### Directions
Repeat word for word everything in the WebAssembly code size text below, from "wasm-opt: What It Does (1)" down to "Time Optimization (LTO)".

### Document
»»
Sometimes code size is negligible compared to other factors, like asset sizes.

Sometimes the magic ability to run an app on the Web at all is worth a large code size (ship a framework, VM, etc.).

4 of 36

WebAssembly: An Opportunity For Small Code!

WebAssembly is a binary format and can be smaller than JavaScript.

WebAssembly is often compiled from statically-typed languages where powerful dead code elimination (DCE) is possible, like C, C++, Rust, and Go.

5 of 36

...And A Risk

WebAssembly is often compiled from languages that were not designed for small binaries (they even have FAQ entries on that), nor for the Web, like… those same C, C++, Rust, and Go.

  • Standard libraries are assumed to exist anyhow
  • Various idiomatic code patterns not designed for size
  • Not designed to take advantage of Web APIs

This talk will describe how to benefit from wasm’s strengths, and try to avoid those risks.

6 of 36

Advice For All Toolchains

7 of 36

1 Slide Of Obvious Stuff

Enable compression on the server!

  • At minimum, use gzip
  • Even better, use Brotli!
  • Supported in essentially all browsers with wasm

Minify your JavaScript too!

8 of 36

General Advice: Run Binaryen’s wasm-opt

wasm-opt optimizes WebAssembly files:

No matter what toolchain emitted your wasm, wasm-opt can help!

large wasm

wasm-opt

small wasm

9 of 36

wasm-opt: Expected Benefit

Shrinks LLVM wasm backend output by around 20% for C, C++, Rust, etc.

Varies by compiler:

  • On Go with gc the benefit is usually smaller
  • On Go with TinyGo it’s usually larger

(Aside from size, wasm-opt often improves speed too.)

10 of 36

wasm-opt: What It Does (1)

One set of optimizations are standard compiler passes, for example:

  • Dead code elimination
  • Constant propagation
  • Inlining
  • etc.

These can help since:

  • Run on final linked wasm, like Link Time Optimization (LTO)
  • They interact with non-standard optimizations (on next slide)

11 of 36

wasm-opt: What It Does (2)

Another set of optimizations are WebAssembly-specific, for example:

  • Local optimizations (CoalesceLocals, SimplifyLocals, etc.)
  • Memory segment optimizations (MemoryPacking)
  • Structured control flow (ReReloop, RemoveUnusedBrs; example on next slide)
  • etc. etc. (68 different passes as of Feb 6 2020)

12 of 36

An example optimization from RemoveUnusedBrs, saves one byte:

A lot of other small things in that pass add up to saving 1.5% on e.g. zlib. And a lot of passes add up to that 20%!

(block $x

(br_if $x (X))

(Y))

(if

(i32.eqz (X))

(Y))
««
### Dataset excerpts
»»
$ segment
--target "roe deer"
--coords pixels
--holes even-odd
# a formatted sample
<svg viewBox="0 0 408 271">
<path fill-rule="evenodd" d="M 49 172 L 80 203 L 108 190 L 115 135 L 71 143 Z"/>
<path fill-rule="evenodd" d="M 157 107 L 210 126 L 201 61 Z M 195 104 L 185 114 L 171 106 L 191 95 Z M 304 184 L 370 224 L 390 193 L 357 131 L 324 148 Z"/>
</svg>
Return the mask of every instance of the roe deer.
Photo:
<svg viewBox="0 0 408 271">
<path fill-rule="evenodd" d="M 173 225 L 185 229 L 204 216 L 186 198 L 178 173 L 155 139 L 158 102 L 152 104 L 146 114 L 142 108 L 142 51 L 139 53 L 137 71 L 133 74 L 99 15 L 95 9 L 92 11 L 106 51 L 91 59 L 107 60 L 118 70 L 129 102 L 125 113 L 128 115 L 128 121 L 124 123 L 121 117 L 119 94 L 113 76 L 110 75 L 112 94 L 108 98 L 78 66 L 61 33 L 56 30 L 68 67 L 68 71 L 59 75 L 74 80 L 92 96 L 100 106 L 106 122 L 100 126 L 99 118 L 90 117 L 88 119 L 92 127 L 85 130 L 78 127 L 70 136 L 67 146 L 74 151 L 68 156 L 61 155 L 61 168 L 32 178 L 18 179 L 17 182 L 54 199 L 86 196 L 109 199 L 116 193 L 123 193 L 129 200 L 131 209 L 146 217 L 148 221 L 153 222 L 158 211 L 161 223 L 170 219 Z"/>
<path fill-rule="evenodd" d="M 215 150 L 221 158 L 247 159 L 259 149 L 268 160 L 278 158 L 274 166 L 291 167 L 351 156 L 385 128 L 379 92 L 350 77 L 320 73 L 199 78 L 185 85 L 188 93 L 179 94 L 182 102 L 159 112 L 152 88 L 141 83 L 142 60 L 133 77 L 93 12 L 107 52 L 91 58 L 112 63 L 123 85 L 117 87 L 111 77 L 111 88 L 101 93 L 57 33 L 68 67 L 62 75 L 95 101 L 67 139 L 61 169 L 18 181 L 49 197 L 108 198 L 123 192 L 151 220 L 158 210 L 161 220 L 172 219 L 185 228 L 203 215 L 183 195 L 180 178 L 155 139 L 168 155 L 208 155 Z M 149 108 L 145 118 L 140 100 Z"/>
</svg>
««
### Response to this exercise
wasm-opt: What It Does (1)

One set of optimizations are standard compiler passes, for example:

  • Dead code elimination
  • Constant propagation
  • Inlining
  • etc.

These can help since:

  • Run on final linked wasm, like Link Time Optimization (LTO)